:: PROVIDED RECORDS ::
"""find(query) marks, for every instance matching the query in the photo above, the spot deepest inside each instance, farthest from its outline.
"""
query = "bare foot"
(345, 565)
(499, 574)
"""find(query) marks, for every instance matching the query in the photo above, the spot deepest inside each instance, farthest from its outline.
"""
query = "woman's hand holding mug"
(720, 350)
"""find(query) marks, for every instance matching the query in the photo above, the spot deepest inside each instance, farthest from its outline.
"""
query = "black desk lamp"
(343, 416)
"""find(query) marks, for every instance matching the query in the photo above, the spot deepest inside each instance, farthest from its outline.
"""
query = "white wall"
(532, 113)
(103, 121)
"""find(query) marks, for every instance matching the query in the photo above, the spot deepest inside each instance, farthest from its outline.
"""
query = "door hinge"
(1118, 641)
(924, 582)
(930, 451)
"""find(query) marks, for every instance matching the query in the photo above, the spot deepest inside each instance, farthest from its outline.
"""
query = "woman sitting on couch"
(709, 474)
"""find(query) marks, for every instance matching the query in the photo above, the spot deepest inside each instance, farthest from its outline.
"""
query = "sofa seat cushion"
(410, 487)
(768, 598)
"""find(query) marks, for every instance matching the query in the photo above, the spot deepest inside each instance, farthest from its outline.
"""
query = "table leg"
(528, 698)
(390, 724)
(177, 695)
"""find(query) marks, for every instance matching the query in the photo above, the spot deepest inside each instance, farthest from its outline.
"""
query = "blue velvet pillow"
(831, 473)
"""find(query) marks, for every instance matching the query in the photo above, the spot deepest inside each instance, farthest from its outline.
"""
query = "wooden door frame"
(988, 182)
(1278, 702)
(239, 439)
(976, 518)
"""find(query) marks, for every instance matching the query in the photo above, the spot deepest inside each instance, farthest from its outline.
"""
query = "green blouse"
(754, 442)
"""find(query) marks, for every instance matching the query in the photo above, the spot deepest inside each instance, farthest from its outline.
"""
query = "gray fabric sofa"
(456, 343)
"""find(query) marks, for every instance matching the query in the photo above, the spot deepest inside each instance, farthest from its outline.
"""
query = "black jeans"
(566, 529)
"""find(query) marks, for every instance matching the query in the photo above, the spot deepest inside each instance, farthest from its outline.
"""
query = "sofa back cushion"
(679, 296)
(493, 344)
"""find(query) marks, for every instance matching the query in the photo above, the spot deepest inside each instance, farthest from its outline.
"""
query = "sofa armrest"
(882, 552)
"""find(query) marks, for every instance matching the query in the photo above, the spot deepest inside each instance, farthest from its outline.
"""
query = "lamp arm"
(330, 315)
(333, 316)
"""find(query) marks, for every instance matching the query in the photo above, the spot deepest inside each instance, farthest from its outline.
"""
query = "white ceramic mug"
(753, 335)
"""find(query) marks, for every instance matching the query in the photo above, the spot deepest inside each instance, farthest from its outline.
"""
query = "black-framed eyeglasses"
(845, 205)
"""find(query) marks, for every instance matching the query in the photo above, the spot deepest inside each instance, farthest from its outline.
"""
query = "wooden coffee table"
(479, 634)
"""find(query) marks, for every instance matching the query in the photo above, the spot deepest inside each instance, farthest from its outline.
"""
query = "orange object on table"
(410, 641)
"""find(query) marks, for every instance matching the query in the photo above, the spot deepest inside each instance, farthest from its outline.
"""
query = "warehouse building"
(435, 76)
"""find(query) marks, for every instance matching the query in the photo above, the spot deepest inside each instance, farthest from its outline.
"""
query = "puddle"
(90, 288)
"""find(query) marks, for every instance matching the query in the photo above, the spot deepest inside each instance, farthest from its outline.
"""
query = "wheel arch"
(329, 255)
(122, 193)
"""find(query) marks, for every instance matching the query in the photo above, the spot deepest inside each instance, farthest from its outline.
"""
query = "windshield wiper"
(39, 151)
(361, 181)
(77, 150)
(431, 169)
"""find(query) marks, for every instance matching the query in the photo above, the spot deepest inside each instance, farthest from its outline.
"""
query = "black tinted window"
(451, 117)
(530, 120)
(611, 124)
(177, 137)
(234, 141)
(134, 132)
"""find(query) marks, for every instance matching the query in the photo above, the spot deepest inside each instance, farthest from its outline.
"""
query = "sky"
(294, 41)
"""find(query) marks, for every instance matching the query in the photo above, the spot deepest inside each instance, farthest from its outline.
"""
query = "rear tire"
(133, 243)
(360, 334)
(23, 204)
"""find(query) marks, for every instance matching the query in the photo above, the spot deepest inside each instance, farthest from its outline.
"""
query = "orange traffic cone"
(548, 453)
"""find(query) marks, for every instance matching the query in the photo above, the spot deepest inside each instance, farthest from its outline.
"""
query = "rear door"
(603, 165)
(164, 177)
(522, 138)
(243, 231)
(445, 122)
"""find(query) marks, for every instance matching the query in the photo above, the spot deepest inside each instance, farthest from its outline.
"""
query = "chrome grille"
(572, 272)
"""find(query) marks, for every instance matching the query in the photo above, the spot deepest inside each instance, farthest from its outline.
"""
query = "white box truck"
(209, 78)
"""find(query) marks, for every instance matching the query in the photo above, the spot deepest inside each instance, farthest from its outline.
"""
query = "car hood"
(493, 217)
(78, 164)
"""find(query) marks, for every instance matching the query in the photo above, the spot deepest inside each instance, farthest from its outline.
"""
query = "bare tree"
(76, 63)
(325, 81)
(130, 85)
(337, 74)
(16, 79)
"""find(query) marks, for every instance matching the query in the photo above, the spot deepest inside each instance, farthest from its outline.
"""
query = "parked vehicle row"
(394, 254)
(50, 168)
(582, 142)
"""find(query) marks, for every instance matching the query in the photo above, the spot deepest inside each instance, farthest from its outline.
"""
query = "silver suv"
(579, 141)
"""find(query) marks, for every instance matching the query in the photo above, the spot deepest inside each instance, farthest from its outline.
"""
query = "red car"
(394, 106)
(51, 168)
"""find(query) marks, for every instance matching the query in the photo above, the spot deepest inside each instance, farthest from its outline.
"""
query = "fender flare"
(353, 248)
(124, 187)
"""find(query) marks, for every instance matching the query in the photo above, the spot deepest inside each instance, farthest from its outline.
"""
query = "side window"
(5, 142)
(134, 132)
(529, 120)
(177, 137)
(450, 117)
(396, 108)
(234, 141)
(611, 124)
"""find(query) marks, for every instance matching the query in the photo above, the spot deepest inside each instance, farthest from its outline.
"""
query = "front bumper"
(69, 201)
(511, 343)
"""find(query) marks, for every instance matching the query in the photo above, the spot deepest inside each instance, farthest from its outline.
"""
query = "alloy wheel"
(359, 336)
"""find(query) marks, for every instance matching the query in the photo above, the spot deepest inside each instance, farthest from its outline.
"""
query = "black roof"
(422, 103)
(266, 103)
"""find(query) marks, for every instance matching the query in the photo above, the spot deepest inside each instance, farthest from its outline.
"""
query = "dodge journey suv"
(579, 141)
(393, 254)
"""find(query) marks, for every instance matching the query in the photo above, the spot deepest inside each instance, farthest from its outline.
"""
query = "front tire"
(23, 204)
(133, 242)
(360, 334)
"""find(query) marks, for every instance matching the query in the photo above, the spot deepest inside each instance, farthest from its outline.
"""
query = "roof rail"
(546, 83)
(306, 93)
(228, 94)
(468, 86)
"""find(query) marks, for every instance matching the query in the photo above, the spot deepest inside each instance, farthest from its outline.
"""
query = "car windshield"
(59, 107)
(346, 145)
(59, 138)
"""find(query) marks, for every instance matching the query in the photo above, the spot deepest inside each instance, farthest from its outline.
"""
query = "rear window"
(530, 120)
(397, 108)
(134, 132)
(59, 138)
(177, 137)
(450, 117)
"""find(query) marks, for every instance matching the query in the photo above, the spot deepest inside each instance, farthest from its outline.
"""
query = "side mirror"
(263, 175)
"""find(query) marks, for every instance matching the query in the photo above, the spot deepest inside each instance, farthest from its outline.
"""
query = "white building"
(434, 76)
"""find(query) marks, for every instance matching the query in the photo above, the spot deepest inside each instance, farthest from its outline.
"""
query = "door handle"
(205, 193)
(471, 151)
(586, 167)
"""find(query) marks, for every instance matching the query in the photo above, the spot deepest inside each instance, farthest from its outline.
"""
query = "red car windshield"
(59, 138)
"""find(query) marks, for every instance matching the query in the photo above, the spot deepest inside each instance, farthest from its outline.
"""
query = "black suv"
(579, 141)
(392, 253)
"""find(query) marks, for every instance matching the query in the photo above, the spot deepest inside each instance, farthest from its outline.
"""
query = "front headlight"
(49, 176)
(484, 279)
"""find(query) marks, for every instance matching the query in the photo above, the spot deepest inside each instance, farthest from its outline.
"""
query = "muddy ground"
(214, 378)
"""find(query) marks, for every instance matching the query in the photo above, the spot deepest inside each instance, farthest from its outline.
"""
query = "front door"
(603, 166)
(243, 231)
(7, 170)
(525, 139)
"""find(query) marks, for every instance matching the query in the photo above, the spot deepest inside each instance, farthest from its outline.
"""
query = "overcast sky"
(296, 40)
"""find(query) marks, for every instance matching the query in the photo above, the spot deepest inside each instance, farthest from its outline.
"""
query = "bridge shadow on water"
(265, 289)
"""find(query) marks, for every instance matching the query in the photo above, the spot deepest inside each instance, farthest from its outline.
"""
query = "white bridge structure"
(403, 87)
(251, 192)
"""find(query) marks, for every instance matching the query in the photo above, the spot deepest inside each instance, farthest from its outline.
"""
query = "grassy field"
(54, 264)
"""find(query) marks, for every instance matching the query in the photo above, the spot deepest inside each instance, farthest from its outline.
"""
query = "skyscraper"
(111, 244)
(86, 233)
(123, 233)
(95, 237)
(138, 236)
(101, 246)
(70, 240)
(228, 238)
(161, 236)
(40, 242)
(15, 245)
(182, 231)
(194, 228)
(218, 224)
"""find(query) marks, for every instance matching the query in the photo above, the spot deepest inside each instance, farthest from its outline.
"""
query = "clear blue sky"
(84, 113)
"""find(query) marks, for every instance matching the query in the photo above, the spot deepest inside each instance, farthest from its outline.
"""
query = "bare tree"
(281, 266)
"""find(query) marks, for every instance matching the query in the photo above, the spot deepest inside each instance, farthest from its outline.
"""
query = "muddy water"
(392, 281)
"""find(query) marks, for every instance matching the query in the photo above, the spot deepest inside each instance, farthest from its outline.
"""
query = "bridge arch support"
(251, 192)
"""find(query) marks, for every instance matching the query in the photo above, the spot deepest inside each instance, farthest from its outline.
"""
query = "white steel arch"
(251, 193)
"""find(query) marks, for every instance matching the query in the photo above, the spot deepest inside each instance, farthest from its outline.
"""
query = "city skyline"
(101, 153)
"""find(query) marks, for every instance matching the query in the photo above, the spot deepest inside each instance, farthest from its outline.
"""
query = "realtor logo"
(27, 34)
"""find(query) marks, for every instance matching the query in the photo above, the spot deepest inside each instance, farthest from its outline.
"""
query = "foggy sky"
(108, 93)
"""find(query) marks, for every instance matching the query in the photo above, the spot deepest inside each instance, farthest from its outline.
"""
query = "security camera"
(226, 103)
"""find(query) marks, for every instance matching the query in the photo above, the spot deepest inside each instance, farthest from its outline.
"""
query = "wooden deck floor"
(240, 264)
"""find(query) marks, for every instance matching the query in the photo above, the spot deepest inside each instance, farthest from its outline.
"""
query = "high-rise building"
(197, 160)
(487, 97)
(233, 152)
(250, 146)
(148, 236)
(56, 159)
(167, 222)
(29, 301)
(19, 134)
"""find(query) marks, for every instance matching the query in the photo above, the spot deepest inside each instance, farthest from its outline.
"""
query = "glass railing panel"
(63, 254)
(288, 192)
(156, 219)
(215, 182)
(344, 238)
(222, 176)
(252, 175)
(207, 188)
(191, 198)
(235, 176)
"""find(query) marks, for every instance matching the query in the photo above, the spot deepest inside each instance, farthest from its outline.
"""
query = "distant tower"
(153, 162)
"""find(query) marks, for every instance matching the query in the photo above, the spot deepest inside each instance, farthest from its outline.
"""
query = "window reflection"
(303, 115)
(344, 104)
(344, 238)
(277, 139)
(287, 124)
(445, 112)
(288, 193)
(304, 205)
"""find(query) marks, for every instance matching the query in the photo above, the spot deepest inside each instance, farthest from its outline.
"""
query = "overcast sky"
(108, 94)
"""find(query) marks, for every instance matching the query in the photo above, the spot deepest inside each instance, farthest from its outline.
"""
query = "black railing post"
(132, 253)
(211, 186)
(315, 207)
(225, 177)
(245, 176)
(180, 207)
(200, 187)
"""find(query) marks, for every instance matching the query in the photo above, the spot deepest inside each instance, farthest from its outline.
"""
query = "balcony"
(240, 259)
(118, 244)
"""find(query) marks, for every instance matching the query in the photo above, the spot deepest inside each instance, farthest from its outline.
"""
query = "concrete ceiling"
:::
■ PROBLEM DESCRIPTION
List each line of the rows above that contains the string "window", copying every such line in full.

■ TASK ANSWER
query = "black tinted window"
query = "side window"
query = "rear window"
query = "window reflection"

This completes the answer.